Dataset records
>>>>

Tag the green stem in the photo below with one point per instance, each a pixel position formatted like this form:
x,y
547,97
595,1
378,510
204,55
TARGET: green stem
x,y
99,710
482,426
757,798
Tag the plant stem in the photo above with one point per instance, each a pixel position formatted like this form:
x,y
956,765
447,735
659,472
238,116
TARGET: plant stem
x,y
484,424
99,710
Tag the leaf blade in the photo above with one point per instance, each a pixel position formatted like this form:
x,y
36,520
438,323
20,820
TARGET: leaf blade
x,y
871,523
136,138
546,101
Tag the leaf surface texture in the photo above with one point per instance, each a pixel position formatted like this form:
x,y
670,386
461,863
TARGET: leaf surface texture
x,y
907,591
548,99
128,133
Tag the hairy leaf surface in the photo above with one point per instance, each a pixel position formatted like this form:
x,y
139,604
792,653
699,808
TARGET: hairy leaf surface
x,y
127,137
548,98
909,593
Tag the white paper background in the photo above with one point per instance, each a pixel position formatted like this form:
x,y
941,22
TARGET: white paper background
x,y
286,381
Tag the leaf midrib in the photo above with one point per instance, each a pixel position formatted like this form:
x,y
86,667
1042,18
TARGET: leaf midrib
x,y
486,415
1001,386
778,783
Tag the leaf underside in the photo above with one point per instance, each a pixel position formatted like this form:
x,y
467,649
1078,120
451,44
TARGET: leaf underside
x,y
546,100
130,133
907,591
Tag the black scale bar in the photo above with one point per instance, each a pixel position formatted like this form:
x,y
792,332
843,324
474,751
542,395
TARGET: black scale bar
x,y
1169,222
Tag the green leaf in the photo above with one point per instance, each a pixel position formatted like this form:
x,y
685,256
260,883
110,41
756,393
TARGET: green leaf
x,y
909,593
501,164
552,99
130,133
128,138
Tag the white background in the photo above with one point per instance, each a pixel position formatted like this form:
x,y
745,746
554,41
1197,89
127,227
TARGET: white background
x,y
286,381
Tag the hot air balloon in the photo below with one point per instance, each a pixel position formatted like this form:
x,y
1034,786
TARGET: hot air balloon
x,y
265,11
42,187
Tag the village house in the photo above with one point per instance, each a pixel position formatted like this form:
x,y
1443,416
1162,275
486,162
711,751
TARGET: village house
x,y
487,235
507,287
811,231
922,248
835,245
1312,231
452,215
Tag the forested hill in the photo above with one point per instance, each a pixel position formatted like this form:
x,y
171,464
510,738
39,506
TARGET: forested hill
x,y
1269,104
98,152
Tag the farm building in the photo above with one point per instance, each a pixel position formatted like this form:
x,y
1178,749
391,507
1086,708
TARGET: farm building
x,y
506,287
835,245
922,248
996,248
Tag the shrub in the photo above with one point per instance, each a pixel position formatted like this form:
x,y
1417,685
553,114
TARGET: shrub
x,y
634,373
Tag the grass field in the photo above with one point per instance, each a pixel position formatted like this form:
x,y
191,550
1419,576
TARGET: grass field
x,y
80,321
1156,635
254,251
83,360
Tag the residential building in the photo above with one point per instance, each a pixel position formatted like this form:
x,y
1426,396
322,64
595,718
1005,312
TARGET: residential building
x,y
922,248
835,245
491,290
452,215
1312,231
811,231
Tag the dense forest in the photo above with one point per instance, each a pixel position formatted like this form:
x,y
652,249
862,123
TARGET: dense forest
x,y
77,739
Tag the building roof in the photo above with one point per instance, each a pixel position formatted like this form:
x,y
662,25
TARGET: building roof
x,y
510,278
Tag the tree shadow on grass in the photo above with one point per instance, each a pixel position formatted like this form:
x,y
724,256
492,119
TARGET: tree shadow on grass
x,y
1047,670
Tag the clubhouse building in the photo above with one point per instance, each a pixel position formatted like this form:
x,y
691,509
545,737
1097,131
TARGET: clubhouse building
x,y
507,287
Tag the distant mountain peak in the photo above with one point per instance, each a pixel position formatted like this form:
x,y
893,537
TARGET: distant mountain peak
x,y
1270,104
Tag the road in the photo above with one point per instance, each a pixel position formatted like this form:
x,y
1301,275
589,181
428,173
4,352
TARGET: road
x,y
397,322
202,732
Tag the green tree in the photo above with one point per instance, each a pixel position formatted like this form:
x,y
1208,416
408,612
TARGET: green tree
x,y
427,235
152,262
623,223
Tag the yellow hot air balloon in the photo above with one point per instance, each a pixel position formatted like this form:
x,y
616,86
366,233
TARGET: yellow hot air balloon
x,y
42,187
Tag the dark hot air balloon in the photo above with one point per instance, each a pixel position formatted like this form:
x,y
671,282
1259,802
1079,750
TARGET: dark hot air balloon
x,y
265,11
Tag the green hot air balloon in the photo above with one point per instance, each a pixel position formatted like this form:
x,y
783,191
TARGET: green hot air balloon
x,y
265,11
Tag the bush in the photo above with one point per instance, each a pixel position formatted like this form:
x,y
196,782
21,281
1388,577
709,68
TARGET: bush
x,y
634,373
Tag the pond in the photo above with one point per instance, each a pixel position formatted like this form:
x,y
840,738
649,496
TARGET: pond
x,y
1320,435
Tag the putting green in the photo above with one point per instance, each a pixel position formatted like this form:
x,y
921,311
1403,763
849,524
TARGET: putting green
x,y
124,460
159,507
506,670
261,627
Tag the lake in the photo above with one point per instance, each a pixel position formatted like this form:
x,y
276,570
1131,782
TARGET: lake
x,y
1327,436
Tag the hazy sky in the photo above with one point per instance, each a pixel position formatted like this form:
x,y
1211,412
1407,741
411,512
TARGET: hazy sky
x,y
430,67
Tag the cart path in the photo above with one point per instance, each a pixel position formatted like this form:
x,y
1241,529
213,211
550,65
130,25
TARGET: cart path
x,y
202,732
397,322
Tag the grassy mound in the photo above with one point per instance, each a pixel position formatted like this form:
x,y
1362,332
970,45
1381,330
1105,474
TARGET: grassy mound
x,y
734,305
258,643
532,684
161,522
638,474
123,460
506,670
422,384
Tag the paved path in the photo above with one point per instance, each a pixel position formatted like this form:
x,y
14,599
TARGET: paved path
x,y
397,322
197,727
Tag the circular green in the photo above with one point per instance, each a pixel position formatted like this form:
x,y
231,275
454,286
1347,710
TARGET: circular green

<<<<

- YOUR TASK
All lines from the line containing "Tag the putting" through the end of the listing above are to be duplicated exactly; include both ends and nothing further.

- RESPONSE BELOW
Tag the putting green in the photo above with one point per instance, each a pixel position formatted like this form:
x,y
921,311
1403,763
849,524
TARGET: putting green
x,y
124,460
159,507
506,670
261,627
Tag the lake in the photo above with one point per instance, each a pixel position formatted like this form:
x,y
276,570
1131,782
TARGET: lake
x,y
1327,436
Tag the hazy sky in the photo above with one point per instance, each a pixel position formatted like this form:
x,y
1211,412
1407,741
411,512
TARGET: hazy sky
x,y
430,67
Tag the cart path in the photo above with one point per instance, each a pixel position formatted like this form:
x,y
1241,529
213,211
550,65
130,25
TARGET: cart path
x,y
202,732
397,322
Tag the grassy mound in the photo above with one point per instance, each a pixel position formatted like this form:
x,y
1362,332
970,45
1381,330
1105,474
TARGET: grassy mound
x,y
734,305
258,643
532,684
161,522
638,474
123,460
506,670
422,384
Tag the paved path in the photo above with one point per instance, each a pixel position formatted like this form:
x,y
14,599
TARGET: paved path
x,y
397,322
197,727
Tag the circular green in the photo above with one point per instance, each a pixel position formatted like this form:
x,y
231,275
454,286
1347,710
TARGET: circular green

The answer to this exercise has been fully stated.